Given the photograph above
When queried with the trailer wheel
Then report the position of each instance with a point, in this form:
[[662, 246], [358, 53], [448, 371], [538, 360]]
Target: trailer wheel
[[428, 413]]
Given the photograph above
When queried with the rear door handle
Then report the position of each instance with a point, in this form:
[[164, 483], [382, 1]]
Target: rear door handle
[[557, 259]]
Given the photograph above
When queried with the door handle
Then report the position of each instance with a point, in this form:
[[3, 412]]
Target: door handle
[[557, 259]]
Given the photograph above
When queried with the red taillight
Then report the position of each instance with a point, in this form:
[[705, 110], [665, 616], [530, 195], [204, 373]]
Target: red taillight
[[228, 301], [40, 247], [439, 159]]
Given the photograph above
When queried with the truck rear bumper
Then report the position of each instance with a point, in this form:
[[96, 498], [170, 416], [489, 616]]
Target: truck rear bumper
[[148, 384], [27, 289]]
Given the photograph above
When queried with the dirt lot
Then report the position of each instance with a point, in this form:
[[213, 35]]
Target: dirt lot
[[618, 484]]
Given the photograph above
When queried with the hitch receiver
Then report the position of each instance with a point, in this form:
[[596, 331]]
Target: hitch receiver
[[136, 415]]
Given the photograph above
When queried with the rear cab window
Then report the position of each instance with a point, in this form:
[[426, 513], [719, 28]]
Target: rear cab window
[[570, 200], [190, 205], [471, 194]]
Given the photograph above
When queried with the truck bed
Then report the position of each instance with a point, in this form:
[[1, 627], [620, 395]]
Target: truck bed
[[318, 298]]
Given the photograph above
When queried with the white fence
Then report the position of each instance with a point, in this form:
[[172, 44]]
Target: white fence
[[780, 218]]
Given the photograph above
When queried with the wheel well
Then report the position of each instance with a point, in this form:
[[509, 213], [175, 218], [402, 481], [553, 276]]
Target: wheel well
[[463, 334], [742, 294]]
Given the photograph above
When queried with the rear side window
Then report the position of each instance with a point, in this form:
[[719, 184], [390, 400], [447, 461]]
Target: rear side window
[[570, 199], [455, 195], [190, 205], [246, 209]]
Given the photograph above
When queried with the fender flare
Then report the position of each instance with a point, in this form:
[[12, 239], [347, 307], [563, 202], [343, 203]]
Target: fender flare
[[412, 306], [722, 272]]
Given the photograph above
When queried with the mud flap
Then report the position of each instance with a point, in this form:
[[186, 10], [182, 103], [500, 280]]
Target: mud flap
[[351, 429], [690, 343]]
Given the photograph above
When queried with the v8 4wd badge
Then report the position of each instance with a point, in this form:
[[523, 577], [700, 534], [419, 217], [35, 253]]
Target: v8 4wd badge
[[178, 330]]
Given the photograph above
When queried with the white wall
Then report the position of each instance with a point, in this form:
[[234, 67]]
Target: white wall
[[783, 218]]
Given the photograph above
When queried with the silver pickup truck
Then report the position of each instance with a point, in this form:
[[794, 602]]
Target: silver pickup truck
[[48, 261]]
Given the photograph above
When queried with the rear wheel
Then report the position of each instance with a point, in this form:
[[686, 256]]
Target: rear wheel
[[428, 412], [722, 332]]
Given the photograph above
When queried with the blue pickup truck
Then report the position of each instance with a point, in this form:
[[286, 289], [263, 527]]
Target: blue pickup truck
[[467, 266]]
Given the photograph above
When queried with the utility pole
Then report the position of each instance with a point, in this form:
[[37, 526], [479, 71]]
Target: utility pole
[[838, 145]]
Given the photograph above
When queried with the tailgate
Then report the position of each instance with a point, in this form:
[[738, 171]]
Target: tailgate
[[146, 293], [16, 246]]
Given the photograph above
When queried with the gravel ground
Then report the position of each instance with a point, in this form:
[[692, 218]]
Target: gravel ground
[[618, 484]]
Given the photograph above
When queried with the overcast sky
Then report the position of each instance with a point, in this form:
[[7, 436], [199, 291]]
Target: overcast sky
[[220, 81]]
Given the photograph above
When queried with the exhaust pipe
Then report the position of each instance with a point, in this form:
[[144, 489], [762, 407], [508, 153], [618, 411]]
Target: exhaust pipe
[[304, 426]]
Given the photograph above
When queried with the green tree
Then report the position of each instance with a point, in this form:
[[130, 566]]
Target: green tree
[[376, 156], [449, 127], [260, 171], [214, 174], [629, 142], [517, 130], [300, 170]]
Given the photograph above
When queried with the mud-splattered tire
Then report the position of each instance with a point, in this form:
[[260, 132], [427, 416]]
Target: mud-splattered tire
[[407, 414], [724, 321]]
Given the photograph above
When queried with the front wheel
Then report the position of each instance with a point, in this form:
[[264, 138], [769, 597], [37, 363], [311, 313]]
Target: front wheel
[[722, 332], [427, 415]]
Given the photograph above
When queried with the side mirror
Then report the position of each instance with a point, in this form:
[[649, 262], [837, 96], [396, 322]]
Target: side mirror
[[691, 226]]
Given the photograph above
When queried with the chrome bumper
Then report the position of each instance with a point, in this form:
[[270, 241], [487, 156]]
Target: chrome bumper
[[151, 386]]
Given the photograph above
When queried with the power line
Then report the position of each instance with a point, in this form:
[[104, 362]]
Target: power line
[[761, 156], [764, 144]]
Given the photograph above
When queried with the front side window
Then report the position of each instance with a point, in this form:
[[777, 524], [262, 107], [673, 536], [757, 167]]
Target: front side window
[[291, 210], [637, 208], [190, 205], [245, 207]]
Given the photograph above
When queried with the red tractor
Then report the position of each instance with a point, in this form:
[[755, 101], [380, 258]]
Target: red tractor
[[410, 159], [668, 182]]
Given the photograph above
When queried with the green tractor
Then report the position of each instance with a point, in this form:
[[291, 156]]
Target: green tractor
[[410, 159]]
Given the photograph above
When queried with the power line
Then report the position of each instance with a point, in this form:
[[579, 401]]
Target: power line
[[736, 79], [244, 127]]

——

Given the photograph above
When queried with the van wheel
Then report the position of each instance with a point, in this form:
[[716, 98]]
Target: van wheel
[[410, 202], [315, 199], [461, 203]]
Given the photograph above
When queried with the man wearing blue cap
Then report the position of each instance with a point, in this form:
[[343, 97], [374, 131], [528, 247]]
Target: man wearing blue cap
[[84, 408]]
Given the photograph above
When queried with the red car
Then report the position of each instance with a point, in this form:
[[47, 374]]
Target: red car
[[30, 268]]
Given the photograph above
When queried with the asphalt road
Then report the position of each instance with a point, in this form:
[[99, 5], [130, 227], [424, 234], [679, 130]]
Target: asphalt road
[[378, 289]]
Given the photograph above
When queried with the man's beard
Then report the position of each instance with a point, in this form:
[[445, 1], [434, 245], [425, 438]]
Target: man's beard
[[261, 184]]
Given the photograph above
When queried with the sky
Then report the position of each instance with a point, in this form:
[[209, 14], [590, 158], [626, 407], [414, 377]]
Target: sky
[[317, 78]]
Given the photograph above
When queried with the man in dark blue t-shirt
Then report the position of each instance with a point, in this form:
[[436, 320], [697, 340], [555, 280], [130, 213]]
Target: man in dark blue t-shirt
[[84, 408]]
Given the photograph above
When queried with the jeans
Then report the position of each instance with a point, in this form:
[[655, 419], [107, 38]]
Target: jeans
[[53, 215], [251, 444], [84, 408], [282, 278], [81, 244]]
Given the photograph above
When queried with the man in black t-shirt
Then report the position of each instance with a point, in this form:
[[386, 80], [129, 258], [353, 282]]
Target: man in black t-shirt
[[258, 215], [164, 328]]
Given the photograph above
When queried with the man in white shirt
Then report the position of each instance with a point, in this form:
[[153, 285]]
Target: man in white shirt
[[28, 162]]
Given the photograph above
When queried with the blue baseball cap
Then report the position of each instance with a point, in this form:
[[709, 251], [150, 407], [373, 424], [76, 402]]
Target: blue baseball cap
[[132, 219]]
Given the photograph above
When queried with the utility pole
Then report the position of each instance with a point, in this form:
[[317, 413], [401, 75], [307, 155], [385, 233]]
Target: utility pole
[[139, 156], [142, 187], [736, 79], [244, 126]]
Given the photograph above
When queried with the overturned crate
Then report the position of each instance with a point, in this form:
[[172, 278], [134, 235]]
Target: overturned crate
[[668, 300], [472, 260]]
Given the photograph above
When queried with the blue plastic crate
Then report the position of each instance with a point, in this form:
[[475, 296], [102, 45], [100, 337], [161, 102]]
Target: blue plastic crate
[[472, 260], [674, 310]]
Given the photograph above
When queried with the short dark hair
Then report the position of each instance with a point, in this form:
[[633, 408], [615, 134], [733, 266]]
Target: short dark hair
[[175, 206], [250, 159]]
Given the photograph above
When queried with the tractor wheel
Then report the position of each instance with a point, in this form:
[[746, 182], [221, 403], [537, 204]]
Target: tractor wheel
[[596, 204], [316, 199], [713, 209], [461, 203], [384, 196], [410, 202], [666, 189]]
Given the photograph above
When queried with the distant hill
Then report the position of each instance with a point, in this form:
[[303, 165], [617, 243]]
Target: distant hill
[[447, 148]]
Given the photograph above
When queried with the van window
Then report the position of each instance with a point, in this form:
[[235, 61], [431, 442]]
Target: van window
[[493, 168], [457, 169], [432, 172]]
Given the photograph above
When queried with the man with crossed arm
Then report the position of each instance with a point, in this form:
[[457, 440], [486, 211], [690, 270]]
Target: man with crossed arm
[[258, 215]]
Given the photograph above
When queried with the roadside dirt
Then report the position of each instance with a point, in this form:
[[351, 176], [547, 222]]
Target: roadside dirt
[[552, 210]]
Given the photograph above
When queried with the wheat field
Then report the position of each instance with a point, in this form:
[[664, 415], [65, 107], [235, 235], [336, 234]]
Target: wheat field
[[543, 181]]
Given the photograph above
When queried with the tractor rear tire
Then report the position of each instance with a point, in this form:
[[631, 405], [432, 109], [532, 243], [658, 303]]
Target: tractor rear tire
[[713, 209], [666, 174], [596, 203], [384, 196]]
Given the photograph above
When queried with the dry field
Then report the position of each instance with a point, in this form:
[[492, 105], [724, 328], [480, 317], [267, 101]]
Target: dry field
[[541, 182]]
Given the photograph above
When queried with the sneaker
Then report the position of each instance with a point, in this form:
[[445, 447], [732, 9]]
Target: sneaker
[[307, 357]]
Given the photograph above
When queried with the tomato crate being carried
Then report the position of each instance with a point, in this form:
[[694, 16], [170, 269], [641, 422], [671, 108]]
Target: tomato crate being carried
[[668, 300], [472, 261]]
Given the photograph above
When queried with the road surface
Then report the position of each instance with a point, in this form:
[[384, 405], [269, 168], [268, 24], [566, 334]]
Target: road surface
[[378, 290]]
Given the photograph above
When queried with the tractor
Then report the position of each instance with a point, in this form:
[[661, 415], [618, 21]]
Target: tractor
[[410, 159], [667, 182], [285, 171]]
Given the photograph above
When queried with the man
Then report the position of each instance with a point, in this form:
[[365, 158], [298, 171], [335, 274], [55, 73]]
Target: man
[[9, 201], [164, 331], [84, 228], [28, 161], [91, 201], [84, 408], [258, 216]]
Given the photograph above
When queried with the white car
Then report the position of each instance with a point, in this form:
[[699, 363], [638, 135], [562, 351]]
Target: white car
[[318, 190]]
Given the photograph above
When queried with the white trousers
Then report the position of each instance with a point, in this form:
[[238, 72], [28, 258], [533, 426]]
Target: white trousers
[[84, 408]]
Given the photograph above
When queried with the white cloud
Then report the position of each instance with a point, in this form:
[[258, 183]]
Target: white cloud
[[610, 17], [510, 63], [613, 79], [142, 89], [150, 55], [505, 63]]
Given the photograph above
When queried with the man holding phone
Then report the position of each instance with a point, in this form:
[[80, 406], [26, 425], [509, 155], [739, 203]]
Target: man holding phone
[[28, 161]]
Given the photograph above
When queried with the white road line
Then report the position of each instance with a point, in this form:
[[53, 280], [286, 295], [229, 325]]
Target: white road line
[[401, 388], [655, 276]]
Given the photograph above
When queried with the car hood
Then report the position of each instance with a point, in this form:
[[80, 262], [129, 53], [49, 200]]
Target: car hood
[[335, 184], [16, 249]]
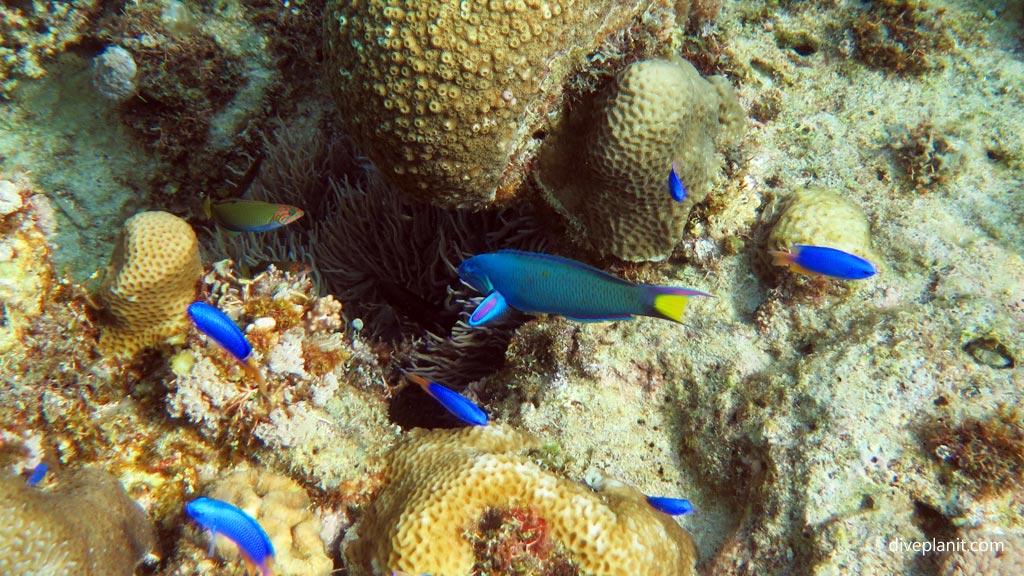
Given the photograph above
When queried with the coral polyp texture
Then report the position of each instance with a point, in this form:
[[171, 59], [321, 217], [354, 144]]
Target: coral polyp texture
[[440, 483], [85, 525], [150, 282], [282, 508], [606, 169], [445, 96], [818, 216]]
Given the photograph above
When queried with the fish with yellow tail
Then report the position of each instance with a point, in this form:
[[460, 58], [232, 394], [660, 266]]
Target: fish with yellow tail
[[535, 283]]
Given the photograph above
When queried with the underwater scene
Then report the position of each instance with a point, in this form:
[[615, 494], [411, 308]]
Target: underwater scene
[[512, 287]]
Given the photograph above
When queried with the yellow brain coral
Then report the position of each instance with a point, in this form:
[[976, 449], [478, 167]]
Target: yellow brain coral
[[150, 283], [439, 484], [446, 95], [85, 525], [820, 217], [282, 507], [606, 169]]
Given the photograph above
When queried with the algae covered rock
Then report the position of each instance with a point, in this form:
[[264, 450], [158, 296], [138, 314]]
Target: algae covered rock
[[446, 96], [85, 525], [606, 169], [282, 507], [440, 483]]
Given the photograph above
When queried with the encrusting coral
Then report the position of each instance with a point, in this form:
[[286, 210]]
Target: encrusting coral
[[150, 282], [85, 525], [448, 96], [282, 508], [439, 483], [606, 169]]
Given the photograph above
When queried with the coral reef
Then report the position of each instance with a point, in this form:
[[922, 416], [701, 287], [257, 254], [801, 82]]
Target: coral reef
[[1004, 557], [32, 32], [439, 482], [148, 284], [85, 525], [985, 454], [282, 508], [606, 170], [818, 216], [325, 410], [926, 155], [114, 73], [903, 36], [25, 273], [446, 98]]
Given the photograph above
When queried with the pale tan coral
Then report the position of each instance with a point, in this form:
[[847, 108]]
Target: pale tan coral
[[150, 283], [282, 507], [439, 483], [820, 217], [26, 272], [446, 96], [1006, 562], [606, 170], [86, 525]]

——

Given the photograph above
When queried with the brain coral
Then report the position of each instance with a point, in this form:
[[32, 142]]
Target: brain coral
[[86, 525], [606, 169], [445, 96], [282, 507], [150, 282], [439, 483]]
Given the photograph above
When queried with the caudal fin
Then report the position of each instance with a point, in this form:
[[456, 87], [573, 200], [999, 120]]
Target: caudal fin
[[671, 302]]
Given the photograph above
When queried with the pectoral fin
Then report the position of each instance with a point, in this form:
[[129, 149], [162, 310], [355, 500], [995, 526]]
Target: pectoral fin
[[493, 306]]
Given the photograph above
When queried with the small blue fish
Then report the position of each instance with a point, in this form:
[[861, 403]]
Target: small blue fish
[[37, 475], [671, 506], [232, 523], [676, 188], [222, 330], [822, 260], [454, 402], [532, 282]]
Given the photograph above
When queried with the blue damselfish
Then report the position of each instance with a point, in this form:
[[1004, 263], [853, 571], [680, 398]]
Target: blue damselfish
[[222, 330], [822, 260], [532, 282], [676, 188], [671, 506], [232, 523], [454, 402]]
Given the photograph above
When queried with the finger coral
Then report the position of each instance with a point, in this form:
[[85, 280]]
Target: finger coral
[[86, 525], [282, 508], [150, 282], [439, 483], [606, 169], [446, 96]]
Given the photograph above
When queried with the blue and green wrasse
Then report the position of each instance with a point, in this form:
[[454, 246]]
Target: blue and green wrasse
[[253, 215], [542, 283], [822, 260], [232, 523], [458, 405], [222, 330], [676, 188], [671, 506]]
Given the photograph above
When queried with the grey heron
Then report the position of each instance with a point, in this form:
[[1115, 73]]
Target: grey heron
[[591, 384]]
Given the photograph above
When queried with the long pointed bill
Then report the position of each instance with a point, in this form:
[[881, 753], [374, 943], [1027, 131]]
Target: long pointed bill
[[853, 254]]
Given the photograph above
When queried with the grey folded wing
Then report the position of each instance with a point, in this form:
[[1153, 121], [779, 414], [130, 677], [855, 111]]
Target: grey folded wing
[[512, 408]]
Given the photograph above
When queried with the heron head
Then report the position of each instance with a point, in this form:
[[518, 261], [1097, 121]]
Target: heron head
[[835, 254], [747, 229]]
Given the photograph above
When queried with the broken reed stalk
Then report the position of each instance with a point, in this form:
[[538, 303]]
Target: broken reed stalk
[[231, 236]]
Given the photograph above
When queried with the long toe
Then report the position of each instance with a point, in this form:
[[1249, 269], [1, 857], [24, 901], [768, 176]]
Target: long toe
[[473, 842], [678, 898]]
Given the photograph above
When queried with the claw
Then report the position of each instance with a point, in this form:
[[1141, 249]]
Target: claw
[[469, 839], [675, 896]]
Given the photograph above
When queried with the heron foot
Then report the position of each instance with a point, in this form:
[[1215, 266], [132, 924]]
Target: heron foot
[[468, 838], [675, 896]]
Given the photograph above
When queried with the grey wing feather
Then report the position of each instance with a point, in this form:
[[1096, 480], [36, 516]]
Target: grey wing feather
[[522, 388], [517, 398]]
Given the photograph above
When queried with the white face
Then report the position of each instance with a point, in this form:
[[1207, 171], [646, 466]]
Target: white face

——

### Your task:
Print only what lies in the material above starting at the line with "[[270, 241], [487, 156]]" and ending at the line with "When queried with the front side window", every line exactly as given.

### Result:
[[270, 241], [487, 156]]
Target: chrome bumper
[[151, 386]]
Given the photograph above
When queried with the power line
Then report the position of each instance with a point, in this form:
[[104, 362]]
Target: power line
[[761, 156], [764, 144]]
Given the photograph above
When queried with the front side window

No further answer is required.